• EXERCÍCIO CURTO A:
Responda com base no texto sobre Padmasambhava:
(i) Quantos anos tinha o menino sentado sobre a flor de lótus?
(ii) Por que nome os tibetanos conhecem Padmasambhava?
(iii) Segundo a tradição, de qual Buda ele foi uma emanação?

········

Padmasambhava...



Numa ilha no oceano de leite, crescia uma flor de lótus multicolorida, sobre a qual estava sentado um menininho de apenas oito anos, muito belo, ornamentado com todas as marcas maiores e menores, segurando um vajra e um lótus em suas mãos. Ao vê-lo, o rei Indrabodhi ficou maravilhado e perguntou:

Pequeno menino, quem é seu pai e quem é sua mãe? Qual é a sua casta e qual é o seu país? De que comida você vive e qual é o seu objetivo aqui?

Em resposta a estas perguntas, o menino respondeu:

Meu pai é a sabedoria do estado desperto espontâneo. Minha mãe é a senhora sempre excelente, o espaço de todas as coisas. Pertenço à casta do espaço e estado desperto indivisíveis. Tomei o espaço básico não-nascido como minha terra natal. Sustento-me consumindo os conceitos de dualidade. Meu objetivo é o ato de eliminar as emoções perturbadoras.

 Certamente, o mais influente dos mestres Nyingma foi Padmasambhava (tib. Pemajungne / Pad ma 'byung gnas), conhecido pelos tibetanos como Guru Rinpoche, que provavelmente viveu durante o século VIII. Ele recebeu a transmissão de ensinamentos de Jampel She Nyen (sânsc. Manjushrimitra, tib. 'Jam dpal bShes gNyen) e Garab Dorje (sânsc. Prahevajra?, Surativajra?, tib. dGa' rab rDo rje), e seu trabalho missionário difundiu esta linhagem no Tibet. A tradição diz que ele foi uma emanação do Buda Amitabha (tib. Öpagme / 'Od dpag med) cuja meta específica era a de facilitar a disseminação do budismo naquele período crucial.

········

• EXERCÍCIO CURTO B: Conte as linhas da listagem que contêm a palavra "velvet", diferenciando maiúsculas de minúsculas. Informe apenas o número.

········

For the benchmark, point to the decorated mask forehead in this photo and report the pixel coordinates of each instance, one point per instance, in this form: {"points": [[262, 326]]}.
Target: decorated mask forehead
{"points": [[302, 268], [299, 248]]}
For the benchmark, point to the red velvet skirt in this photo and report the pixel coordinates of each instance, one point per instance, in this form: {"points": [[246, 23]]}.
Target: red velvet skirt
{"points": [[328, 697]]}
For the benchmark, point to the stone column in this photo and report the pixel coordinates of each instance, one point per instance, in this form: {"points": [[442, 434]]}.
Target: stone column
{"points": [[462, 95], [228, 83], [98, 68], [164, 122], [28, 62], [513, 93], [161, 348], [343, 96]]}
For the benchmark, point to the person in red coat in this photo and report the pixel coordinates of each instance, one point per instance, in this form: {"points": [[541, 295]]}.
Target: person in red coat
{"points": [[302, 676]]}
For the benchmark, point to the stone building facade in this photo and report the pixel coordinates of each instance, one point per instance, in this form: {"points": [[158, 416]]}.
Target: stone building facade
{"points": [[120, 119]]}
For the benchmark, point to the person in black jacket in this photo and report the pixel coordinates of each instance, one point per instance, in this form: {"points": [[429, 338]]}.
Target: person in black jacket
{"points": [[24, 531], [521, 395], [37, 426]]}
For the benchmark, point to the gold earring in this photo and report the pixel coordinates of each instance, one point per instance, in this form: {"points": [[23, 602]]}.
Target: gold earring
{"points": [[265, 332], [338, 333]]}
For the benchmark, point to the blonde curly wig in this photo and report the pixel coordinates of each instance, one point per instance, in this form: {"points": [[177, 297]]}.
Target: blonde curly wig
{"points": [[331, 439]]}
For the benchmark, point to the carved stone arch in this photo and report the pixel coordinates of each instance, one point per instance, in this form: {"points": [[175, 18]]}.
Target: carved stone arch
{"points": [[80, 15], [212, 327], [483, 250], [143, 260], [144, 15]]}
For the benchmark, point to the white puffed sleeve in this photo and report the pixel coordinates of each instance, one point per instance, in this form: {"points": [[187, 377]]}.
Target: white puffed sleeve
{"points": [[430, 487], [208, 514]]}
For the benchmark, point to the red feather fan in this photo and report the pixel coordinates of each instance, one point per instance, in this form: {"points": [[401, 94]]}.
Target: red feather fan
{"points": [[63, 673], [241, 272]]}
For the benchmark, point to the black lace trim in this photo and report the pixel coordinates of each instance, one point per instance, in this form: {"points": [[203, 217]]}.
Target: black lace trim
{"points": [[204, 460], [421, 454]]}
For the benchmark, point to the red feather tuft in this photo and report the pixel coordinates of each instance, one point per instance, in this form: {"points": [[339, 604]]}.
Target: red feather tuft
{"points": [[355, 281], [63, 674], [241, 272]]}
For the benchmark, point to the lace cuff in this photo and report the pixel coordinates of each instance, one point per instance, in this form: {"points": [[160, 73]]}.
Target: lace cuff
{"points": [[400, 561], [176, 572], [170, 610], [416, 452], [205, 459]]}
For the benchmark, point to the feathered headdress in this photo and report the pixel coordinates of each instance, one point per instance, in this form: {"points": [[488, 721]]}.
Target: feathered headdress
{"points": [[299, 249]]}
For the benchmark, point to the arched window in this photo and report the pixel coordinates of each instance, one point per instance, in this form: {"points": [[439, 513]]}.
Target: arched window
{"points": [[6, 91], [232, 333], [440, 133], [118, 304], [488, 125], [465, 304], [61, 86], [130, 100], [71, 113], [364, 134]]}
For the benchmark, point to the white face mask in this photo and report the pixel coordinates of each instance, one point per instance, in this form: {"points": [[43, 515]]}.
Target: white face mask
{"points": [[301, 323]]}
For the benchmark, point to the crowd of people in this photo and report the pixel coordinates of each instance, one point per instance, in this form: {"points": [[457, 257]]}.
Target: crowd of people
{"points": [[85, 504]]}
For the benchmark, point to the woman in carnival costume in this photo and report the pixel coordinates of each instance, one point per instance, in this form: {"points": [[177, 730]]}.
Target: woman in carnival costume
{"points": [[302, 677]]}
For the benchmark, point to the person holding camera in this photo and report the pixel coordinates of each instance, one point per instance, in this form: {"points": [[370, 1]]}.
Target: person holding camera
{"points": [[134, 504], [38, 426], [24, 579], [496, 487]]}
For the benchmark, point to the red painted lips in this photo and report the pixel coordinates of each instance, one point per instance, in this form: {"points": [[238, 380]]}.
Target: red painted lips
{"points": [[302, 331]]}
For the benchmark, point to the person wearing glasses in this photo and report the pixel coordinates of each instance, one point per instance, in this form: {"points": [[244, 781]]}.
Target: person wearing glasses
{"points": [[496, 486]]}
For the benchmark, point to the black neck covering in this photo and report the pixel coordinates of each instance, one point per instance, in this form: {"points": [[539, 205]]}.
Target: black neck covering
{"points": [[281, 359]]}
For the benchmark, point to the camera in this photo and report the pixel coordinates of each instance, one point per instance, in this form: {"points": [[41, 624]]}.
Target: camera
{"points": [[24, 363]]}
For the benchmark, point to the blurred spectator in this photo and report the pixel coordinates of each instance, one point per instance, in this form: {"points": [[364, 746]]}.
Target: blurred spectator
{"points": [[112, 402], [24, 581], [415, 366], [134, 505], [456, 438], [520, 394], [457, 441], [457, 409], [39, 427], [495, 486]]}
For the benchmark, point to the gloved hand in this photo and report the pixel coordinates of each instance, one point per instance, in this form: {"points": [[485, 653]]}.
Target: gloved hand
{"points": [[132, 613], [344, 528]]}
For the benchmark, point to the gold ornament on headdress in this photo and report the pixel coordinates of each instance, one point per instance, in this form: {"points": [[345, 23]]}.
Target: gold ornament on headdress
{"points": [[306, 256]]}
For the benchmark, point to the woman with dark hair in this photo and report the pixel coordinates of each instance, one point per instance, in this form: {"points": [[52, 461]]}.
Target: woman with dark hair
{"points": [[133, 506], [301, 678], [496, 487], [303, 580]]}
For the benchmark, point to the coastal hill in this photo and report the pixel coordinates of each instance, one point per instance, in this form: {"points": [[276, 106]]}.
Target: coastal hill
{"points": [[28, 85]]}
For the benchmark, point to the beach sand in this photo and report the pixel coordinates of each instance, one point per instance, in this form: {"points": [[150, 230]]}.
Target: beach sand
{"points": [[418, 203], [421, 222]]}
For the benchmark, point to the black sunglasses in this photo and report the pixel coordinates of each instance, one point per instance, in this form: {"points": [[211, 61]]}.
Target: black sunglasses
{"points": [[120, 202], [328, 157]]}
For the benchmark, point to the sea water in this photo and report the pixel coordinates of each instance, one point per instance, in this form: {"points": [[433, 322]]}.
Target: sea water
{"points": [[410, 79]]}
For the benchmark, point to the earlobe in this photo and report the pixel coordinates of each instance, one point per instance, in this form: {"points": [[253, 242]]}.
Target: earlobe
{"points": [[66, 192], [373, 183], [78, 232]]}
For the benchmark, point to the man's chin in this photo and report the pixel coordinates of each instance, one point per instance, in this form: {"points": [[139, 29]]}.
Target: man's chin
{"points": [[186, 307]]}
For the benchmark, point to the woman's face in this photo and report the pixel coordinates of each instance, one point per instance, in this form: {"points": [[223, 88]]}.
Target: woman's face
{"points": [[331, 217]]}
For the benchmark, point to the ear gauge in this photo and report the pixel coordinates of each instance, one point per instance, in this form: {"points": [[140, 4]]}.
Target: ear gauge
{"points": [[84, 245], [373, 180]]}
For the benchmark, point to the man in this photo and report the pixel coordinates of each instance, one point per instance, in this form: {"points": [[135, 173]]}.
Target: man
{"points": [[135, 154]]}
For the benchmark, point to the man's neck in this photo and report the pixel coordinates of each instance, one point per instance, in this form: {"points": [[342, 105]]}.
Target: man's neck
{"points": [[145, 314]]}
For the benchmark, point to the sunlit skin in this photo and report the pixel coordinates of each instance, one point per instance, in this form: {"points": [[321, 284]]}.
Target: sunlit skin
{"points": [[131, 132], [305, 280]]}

········

• RESPOSTA COMPLETA A:
(i) Oito anos.
(ii) Guru Rinpoche.
(iii) Do Buda Amitabha.

• RESPOSTA COMPLETA B: 2